## START DATA LISTING
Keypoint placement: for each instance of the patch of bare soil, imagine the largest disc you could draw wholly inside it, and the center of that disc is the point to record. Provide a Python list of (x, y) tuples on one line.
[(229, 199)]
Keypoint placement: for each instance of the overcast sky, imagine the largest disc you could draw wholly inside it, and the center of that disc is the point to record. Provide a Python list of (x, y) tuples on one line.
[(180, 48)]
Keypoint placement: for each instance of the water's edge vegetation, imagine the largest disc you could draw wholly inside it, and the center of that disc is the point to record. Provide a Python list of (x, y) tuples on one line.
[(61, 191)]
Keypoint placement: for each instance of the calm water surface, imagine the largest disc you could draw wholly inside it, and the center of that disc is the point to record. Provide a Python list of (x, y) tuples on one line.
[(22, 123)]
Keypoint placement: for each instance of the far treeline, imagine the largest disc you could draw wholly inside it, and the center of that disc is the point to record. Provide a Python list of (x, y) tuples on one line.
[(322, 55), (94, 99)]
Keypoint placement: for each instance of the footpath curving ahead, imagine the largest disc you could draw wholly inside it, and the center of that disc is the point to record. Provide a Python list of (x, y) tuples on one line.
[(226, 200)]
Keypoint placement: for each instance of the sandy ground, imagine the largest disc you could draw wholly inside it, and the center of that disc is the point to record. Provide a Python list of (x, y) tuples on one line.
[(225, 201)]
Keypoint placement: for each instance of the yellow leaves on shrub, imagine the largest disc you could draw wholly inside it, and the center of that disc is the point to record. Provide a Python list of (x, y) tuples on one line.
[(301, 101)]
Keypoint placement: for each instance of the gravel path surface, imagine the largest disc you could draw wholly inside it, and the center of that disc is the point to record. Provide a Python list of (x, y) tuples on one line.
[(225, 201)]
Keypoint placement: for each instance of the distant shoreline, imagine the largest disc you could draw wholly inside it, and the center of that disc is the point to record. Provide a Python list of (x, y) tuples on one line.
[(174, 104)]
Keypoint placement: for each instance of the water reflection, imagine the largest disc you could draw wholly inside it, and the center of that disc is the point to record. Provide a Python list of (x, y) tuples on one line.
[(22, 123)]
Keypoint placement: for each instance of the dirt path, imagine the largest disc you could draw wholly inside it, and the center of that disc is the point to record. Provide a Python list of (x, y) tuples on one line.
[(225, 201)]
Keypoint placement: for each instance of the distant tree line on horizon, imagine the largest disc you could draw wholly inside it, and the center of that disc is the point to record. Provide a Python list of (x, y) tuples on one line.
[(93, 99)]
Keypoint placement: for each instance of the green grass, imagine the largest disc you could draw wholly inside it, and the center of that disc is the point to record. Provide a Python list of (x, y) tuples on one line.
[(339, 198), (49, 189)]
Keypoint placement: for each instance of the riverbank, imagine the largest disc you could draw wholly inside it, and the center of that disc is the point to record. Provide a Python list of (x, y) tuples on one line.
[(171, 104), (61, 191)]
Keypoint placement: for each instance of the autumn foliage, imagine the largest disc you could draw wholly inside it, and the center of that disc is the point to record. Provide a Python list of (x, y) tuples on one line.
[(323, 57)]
## END DATA LISTING
*PROBLEM DETAILS*
Lift every line of the material above and reproduce it word for word, with nothing added or changed.

*RESPONSE TO THIS TASK*
Keypoint placement: for each instance of the patch of bare soil, imagine the largest disc you could draw wholly inside it, and the center of that disc is the point to record. Provide a Python list of (x, y) tuples on one line.
[(229, 199)]
Keypoint placement: for each instance of the overcast sky, imagine the largest disc you could draw wholly inside it, and the center of that disc is the point to record. Provide a Python list of (x, y) tuples on one line.
[(180, 48)]
Keypoint placement: for each instance of the water's edge vegetation, imagine the largest disc you could draw wholly inside it, and the center of that disc is the point to record. Provide a Python list of (x, y) tuples on one line.
[(61, 191)]
Keypoint placement: for each instance of the calm water surface, imagine the largest disc you could draw wholly inside it, and the center of that disc is the point to record. Provide a Python list of (x, y) tuples on one line.
[(22, 123)]
Keypoint placement: for each instance of the far treeline, imagine the largest disc you could draw wholly inside it, and the center of that disc is the point to record. Provide a Python list of (x, y) tuples on one line.
[(322, 55), (94, 99)]
Keypoint placement: for each instance of the footpath curving ahead, imagine the largest disc you could draw wholly inside it, and the center of that disc is the point to record. Provide a Python list of (x, y) tuples on one line.
[(226, 200)]
Keypoint placement: for each instance of the sandy ground, imagine the largest disc you could draw wholly inside it, and the center of that disc is the point to record. Provide a Python list of (x, y) tuples on one line.
[(225, 201)]
Keypoint placement: for each instance of the yellow leaves on shrub, imagine the largest disc you could draw wholly inside it, and the center of that disc is the point to record. Provide a Python list of (x, y) tuples on one line.
[(301, 101)]
Keypoint placement: for each instance of the gravel path surface, imagine the largest disc you could draw wholly inside it, and the center of that disc is the point to record. Provide a Python list of (x, y) tuples on one line.
[(225, 201)]
Keypoint placement: for each instance of the distant shoreline, imagine the largest disc you could draw wholly inside it, and the center of that disc is the point to record. Provide a Python list of (x, y) tuples on one line.
[(174, 104)]
Keypoint placement: for each instance of the water reflection, imagine the largest disc you could draw wholly inside it, and the center of that disc is the point to record. Provide a Python list of (x, y) tuples on one line.
[(22, 123)]
Keypoint placement: for each instance of the dirt path, imagine the largest disc you could draw wholly inside it, and the center of that disc is the point to record. Provide a Python list of (x, y) tuples on one line.
[(225, 201)]
Keypoint placement: for each instance of the distant tree line on horizon, imagine the largest disc you could draw wholly inside it, and the center of that disc is the point to record. Provide a Python list of (x, y) tuples on one line.
[(93, 99)]
Keypoint placement: for each instance of the green grass, imagine the largest disc you could draw wholly inside it, and the center of that disc is the point to record. Provide a Python list of (x, y) tuples on one line.
[(339, 198), (49, 189)]
Keypoint placement: for each instance of the riverbank, imagine the largest disc you could draw wholly inside it, and the center of that disc is the point to record. Provide a Python list of (x, y) tuples on one line.
[(171, 104), (61, 191)]
Keypoint placement: for each instance of the autumn foliage, imagine the largest disc you could draw wholly inside it, and the center of that disc is the point to record. Provide a Python list of (x, y) tuples on one line.
[(323, 57)]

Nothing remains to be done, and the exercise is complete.